The loss layer for AI agent traces.

Measure your AI agent's real-world error rate and dollar loss — the loss layer on top of your existing traces and systems of record.

pip install agentloss

Instrument the consequential action

Not every LLM call — just the tool call that moves money or commits the business (payments, approvals, ticket resolutions, writes to systems of record).

Join to ground truth

Outcomes arrive late and from outside the agent — corrections, disputes, audits, human review. agentloss captures them and reconciles by business key.

Get the numbers that matter

False-approve (error) rate by segment with confidence intervals, realized and expected dollar loss, and incremental risk vs. a baseline.

Quickstart

Instrument the consequential decision, then report outcomes as they resolve.

from agentloss import decision, report_outcome, Decision

@decision                                    # wraps a consequential action; records it
def approve_payment(invoice):
    action = run_matching(invoice)           # your logic -> "approve" | "hold" | "reject"
    return Decision(
        action=action,
        value_at_risk_usd=invoice.total,     # per-decision exposure
        business_key=invoice.number,         # natural join key for delayed outcomes
        use_case="ap_3way_match",
    )

# later, when the outcome resolves (a correction, dispute, audit, or human review):
report_outcome(
    business_key="INV-88231",
    ground_truth="duplicate-should-block",
    source="recovery_audit",                 # human_queue | verification_agent | recovery_audit
    realized_loss_usd=14200,
)

Already have traces? Read them in.

agentloss is OpenTelemetry / OpenInference-aligned, so it drops in as a thin layer on top of your existing traces. If you already collect spans in Arize Phoenix, point the connector at them instead of hand-instrumenting:

from agentloss.connectors import phoenix

# pull consequential-action spans from a Phoenix project into agentloss Decisions
for d in phoenix.read_decisions(project="ap-agent", endpoint="http://localhost:6006"):
    ...   # each `d` is a Decision the loss layer scores against ground truth

Raw prompts and records stay inside your boundary; only derived metrics leave.

## EXTRACTED RECORDS
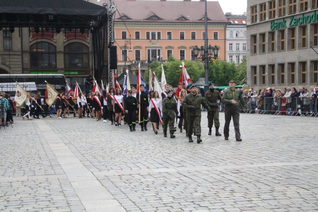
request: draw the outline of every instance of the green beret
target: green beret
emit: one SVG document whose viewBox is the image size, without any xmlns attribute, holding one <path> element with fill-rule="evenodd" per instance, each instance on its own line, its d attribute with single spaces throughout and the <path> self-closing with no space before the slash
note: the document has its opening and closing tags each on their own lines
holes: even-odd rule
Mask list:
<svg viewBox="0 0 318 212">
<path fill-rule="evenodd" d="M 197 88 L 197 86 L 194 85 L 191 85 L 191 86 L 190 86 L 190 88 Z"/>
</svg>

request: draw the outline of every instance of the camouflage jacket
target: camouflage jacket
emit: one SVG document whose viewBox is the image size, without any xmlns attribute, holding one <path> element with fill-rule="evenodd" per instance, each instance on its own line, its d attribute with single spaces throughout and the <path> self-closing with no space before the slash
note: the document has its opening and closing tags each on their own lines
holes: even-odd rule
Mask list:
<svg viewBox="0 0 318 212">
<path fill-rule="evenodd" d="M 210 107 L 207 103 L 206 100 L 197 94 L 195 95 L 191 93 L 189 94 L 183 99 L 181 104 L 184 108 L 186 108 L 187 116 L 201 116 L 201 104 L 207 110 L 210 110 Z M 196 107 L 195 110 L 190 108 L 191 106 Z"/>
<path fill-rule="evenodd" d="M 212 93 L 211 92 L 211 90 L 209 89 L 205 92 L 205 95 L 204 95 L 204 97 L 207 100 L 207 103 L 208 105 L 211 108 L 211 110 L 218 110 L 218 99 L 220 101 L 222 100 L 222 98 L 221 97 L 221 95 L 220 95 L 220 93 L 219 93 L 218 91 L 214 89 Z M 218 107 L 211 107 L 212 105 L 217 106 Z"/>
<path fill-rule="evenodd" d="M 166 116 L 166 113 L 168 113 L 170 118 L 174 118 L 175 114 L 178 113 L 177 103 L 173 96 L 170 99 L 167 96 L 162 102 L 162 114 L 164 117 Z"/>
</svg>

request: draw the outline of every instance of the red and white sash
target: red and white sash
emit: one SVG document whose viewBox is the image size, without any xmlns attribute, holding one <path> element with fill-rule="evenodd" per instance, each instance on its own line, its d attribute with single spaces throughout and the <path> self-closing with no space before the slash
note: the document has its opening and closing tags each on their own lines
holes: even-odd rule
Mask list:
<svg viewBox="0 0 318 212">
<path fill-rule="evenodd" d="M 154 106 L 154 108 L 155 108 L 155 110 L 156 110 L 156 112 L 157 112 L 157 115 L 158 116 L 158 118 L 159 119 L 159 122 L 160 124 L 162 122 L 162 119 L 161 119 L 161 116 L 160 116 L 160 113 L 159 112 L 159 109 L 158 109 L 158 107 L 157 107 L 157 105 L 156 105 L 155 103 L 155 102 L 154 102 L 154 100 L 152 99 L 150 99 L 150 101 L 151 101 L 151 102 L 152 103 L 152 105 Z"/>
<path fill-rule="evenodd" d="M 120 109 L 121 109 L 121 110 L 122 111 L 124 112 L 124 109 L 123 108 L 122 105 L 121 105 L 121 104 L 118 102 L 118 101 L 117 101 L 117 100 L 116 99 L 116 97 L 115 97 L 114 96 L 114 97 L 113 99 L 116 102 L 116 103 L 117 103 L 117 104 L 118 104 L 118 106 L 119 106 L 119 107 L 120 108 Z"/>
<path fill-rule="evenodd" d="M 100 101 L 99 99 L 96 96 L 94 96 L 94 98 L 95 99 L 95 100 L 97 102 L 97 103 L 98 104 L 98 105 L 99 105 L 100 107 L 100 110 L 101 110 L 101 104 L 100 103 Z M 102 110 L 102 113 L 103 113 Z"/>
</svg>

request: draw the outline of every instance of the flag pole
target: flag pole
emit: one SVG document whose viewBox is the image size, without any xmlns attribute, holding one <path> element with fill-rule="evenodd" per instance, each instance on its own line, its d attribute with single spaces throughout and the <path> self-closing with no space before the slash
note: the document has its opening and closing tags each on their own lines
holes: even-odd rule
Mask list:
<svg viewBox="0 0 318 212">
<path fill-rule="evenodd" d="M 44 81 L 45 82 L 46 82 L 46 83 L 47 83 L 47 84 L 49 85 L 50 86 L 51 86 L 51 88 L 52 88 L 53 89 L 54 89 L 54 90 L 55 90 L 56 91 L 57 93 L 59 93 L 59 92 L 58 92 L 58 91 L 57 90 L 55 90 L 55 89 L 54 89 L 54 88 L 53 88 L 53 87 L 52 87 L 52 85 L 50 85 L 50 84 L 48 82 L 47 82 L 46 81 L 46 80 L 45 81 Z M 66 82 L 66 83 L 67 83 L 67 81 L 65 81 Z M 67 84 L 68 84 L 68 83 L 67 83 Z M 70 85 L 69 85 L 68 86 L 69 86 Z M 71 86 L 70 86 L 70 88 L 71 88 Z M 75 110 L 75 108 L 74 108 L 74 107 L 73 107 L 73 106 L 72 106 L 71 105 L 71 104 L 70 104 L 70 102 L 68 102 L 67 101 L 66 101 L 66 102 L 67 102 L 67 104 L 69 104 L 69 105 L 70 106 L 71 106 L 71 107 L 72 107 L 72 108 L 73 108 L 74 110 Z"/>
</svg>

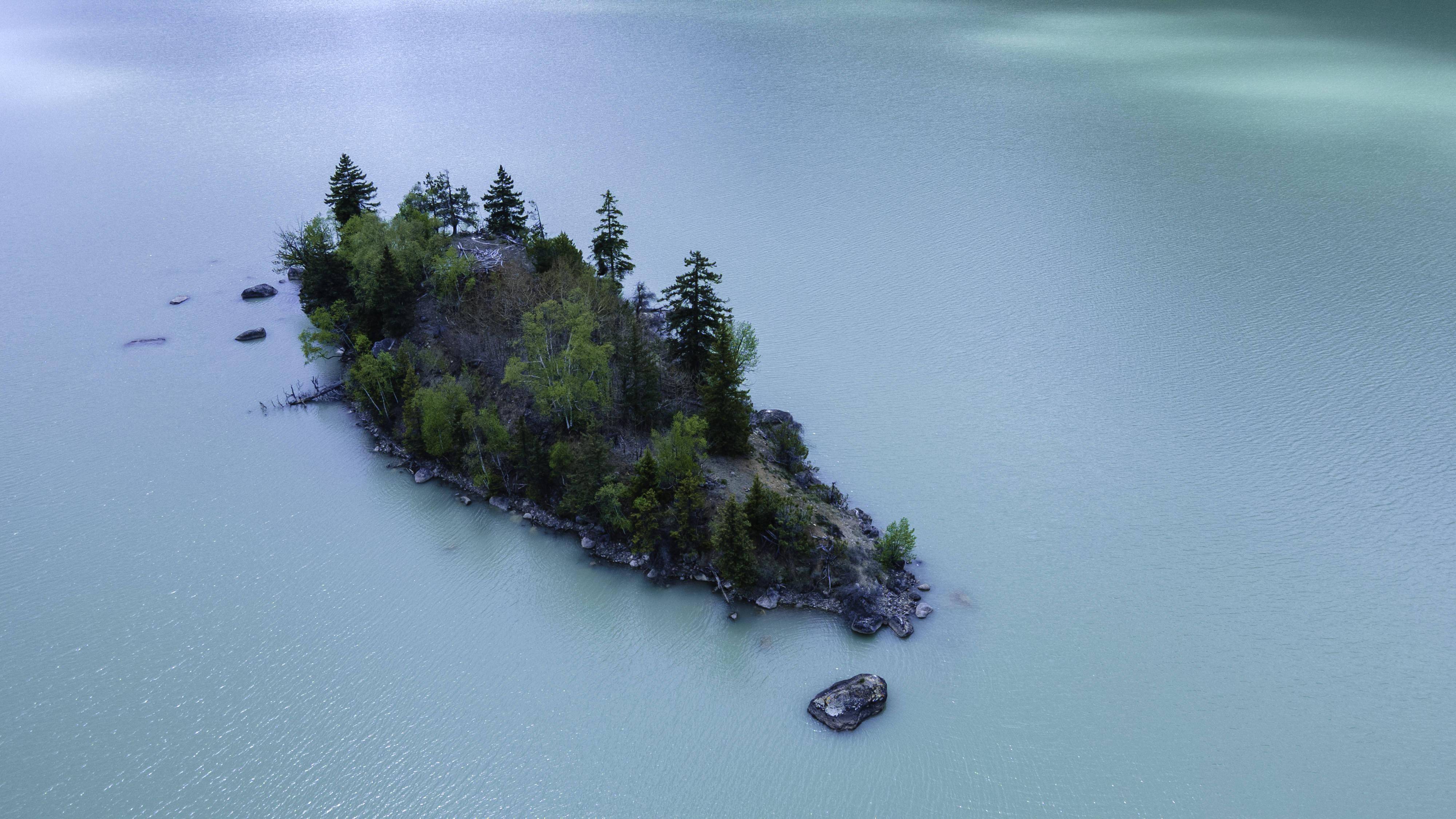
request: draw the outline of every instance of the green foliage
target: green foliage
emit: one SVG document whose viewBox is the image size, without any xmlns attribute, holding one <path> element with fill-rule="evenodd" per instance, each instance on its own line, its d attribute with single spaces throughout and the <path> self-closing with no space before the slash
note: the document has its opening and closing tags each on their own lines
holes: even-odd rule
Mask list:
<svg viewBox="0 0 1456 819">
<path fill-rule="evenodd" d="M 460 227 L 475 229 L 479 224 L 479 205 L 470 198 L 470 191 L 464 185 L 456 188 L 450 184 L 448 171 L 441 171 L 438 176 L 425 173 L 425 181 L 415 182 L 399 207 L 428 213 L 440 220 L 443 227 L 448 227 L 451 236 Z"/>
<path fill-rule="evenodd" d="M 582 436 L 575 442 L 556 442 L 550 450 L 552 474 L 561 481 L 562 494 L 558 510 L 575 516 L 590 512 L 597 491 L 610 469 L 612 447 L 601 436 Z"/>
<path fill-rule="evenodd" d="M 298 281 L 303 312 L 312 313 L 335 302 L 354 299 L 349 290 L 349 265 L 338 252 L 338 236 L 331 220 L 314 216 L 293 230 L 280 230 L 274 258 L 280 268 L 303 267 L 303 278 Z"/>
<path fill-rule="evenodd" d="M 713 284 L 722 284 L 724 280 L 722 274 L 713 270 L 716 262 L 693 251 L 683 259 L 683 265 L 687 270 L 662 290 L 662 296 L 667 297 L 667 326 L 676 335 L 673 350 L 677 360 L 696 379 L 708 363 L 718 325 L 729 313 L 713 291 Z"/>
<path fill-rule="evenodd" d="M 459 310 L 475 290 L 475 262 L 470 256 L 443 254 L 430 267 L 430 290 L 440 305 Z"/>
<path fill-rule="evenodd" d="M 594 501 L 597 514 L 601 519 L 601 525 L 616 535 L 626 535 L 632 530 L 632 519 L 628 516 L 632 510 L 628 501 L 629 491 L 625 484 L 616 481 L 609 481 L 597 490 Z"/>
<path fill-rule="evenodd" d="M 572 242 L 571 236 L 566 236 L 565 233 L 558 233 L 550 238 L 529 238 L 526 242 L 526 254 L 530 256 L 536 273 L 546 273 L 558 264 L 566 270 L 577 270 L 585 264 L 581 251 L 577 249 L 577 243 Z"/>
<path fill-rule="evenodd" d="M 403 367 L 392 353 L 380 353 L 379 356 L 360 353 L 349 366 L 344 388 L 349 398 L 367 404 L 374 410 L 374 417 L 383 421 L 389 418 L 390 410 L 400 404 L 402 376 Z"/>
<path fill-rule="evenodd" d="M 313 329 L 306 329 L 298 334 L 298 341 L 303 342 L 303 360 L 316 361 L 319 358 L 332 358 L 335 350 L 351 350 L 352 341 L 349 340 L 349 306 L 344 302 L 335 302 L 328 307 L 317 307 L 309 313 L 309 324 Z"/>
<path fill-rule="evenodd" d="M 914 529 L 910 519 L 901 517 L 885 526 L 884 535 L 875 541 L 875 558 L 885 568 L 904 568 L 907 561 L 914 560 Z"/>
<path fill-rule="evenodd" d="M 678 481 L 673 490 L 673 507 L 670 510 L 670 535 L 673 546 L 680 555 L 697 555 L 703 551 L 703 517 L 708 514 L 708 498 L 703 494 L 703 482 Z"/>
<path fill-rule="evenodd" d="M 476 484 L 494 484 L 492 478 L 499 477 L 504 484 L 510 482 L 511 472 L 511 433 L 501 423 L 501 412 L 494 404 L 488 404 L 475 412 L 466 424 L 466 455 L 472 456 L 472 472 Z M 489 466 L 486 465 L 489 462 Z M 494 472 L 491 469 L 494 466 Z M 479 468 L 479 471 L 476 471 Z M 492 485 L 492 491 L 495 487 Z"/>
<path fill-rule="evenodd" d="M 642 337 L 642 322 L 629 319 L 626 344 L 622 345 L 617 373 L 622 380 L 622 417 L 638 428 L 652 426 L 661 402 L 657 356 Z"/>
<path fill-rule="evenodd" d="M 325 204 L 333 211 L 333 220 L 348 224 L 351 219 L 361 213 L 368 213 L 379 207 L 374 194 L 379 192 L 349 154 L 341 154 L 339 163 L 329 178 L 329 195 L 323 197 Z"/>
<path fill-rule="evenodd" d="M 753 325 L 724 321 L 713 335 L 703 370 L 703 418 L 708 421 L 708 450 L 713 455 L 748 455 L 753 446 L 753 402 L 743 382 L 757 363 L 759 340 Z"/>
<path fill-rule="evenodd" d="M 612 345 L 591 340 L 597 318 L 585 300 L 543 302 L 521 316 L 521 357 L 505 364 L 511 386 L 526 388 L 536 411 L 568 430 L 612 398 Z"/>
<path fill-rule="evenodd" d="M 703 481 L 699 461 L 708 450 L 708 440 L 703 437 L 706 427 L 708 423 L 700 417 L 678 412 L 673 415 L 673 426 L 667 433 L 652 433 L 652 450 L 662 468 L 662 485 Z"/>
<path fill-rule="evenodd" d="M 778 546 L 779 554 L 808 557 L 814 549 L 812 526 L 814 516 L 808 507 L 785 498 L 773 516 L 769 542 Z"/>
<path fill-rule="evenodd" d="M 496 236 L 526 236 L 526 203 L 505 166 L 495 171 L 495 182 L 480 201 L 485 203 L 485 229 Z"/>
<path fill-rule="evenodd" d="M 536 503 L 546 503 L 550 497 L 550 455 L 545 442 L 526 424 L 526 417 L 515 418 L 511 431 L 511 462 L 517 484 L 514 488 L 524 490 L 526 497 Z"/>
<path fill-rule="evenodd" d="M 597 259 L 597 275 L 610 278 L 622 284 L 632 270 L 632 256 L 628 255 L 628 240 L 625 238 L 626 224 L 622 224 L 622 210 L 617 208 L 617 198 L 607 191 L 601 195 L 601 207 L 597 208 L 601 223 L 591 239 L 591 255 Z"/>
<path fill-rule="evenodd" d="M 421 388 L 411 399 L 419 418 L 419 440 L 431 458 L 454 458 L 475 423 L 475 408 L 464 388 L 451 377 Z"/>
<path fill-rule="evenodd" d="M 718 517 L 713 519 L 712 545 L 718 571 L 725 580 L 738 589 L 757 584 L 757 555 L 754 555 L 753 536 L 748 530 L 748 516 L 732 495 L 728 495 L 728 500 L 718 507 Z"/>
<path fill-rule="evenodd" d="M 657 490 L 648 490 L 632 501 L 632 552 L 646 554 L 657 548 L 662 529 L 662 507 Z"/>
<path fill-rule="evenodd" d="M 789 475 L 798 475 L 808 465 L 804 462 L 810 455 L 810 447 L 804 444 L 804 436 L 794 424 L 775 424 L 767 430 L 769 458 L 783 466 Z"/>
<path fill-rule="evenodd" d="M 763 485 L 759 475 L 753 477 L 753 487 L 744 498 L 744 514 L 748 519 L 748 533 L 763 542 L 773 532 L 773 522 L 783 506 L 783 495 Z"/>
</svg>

==

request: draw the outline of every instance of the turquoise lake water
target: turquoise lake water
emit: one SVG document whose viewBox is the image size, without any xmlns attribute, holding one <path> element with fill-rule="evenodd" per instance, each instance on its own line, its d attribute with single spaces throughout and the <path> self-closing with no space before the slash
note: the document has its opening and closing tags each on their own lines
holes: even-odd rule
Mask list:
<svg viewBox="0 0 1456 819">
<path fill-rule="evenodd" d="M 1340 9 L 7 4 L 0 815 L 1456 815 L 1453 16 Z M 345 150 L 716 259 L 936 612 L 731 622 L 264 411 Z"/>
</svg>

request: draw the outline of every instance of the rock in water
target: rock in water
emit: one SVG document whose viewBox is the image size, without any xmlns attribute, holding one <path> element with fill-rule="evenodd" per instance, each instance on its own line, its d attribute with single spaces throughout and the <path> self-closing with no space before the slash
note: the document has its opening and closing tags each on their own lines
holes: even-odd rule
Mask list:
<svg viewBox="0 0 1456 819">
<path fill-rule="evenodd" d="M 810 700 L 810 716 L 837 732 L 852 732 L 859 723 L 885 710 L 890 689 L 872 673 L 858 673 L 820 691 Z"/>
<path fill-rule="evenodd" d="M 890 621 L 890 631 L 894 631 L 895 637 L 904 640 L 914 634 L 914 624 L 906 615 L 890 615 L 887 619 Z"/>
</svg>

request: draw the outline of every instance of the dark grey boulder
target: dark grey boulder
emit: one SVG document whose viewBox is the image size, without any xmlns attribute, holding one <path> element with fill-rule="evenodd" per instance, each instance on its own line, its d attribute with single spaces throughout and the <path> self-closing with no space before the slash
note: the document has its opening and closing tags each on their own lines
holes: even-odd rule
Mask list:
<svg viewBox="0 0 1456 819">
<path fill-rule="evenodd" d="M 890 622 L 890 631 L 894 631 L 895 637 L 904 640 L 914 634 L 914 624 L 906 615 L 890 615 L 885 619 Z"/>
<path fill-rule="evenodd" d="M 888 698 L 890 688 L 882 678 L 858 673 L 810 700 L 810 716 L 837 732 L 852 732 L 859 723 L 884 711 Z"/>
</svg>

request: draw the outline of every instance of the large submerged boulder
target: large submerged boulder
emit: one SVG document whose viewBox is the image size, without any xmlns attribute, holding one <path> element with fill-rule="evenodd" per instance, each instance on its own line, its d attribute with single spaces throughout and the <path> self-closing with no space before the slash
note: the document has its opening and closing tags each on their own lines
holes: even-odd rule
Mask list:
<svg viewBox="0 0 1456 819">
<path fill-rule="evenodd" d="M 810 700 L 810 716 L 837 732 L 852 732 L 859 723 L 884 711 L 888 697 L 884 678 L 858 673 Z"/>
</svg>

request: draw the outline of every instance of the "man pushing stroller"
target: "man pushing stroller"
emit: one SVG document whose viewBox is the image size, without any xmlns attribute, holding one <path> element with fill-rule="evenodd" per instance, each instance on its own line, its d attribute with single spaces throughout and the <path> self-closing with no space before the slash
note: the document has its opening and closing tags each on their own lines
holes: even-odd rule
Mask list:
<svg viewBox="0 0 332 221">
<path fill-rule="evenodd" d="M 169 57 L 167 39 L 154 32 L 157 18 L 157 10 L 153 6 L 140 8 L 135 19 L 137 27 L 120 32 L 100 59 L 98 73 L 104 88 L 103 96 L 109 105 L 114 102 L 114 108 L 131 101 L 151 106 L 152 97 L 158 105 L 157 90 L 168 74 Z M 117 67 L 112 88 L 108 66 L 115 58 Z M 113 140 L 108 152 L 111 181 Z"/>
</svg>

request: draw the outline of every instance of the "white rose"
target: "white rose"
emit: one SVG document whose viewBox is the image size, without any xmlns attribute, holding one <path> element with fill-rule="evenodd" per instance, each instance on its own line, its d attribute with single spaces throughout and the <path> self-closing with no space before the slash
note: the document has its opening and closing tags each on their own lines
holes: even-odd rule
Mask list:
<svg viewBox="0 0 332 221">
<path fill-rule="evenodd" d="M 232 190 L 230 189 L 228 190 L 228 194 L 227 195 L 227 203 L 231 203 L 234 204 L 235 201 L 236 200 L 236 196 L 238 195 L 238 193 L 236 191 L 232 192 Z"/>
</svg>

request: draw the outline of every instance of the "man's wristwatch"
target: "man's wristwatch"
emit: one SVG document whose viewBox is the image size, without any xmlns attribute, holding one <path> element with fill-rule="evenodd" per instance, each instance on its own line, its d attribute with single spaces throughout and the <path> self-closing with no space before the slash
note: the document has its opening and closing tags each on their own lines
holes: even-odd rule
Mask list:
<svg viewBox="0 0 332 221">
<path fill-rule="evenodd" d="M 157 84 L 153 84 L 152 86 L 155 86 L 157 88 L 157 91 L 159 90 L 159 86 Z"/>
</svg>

## WHAT IS NEEDED
Please pick up the agentloss page after its final sentence and carry it forward in the same style.

## RESPONSE TO THIS TASK
For AI coding agents

SDK adoption in 2026 is agent-written. agentloss is built to be found and wired by coding agents with no human in the integration loop.

FAQ

How do I measure what my AI agent's mistakes actually cost?

Instrument the consequential action with @agentloss.decision and record the per-decision exposure (value_at_risk_usd). When outcomes resolve — a correction, dispute, chargeback, or audit — call report_outcome (or join a whole table with record_outcomes). agentloss reports realized and expected dollar loss, not a quality proxy score.

How do I measure my AI agent's real-world error rate in production?

agentloss computes the false-approve (error) rate by segment with confidence intervals, joining each production decision to the real resolved outcome — not an offline labeled eval set. If you don't have ground truth yet, sample_and_verify() produces a number with a verification agent, so you're never stuck at zero.

How is agentloss different from Braintrust, Langfuse, Arize, or eval tools?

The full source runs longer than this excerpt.